● **Saved entries**:
=== Section Start ===
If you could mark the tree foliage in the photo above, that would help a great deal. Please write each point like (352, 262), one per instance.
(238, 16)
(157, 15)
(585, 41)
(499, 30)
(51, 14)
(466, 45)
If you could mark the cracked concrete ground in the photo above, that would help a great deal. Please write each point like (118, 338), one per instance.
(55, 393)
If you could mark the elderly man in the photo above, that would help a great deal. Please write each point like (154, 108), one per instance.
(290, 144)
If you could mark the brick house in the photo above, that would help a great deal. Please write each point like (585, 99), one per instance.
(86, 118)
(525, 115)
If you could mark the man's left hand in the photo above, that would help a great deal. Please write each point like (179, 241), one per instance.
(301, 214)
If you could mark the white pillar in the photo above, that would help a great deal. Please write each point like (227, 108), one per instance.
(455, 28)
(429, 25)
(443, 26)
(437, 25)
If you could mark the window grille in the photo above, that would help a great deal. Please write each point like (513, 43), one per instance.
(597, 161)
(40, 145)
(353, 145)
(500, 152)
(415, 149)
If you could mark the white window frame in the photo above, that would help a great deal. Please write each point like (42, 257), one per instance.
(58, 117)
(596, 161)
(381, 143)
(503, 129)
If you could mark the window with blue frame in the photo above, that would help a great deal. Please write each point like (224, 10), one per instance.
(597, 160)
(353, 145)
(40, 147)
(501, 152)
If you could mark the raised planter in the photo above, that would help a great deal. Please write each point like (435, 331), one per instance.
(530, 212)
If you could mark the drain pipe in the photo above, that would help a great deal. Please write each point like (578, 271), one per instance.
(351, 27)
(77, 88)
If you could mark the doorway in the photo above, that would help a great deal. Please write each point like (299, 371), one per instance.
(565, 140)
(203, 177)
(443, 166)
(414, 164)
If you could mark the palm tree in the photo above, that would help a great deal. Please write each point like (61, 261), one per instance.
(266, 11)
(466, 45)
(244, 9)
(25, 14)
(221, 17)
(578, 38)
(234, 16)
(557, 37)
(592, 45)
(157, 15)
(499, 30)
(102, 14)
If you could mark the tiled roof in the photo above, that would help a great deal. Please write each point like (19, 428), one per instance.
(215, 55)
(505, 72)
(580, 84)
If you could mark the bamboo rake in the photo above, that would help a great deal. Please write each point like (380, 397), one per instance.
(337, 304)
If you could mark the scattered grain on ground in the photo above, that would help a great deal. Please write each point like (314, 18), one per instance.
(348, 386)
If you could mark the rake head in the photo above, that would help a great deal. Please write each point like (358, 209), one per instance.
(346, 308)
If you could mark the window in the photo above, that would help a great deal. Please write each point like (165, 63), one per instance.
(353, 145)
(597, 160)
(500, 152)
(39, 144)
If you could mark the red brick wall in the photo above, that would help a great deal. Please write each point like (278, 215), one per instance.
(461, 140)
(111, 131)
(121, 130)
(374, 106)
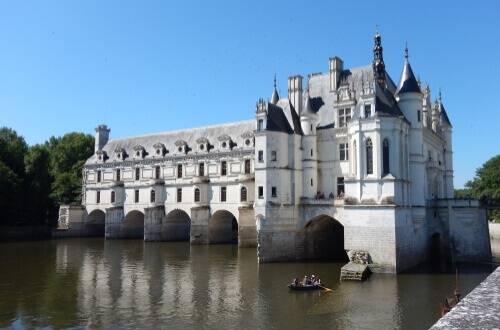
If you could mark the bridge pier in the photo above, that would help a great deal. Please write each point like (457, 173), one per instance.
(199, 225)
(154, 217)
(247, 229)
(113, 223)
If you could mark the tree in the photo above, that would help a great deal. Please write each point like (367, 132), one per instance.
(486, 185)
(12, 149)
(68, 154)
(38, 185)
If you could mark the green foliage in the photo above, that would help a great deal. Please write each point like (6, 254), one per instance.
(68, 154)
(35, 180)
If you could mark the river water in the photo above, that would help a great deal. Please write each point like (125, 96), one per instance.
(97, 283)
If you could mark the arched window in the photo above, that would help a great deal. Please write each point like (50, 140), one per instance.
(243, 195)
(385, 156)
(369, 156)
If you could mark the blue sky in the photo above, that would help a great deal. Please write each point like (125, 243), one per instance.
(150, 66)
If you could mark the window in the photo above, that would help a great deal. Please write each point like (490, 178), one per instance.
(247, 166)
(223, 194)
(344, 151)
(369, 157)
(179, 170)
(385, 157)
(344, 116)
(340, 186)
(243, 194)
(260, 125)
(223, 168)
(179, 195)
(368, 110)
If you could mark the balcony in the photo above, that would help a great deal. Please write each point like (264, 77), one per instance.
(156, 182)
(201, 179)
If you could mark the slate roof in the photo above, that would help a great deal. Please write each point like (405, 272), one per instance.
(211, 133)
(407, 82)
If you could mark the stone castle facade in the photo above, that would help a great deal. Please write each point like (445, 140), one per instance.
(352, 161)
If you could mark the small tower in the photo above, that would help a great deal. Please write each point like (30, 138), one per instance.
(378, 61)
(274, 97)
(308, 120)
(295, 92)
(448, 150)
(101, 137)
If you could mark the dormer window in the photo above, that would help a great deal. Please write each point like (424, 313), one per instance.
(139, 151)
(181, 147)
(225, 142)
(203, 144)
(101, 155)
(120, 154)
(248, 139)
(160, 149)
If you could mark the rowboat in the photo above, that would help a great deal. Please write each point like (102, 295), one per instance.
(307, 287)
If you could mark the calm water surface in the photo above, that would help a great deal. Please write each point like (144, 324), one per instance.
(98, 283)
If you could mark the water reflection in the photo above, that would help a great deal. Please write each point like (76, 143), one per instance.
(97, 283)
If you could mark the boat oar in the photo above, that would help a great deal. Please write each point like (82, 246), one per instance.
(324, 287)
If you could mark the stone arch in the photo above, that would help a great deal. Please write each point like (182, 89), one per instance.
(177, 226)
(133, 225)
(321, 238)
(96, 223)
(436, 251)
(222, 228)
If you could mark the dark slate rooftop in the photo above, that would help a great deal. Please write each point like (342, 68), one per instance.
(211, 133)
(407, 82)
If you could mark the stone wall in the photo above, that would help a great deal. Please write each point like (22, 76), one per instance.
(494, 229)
=== Section End ===
● **WHAT THIS TASK INVOLVES**:
Repeat the line that contains "If you could mark the stone wall", then every line after it until the records end, with nothing added.

● **SOLUTION TO THIS EXERCISE**:
If you could mark the stone wall in the photo above, that would help a great deal. Please write each point like (22, 76), one per instance.
(494, 229)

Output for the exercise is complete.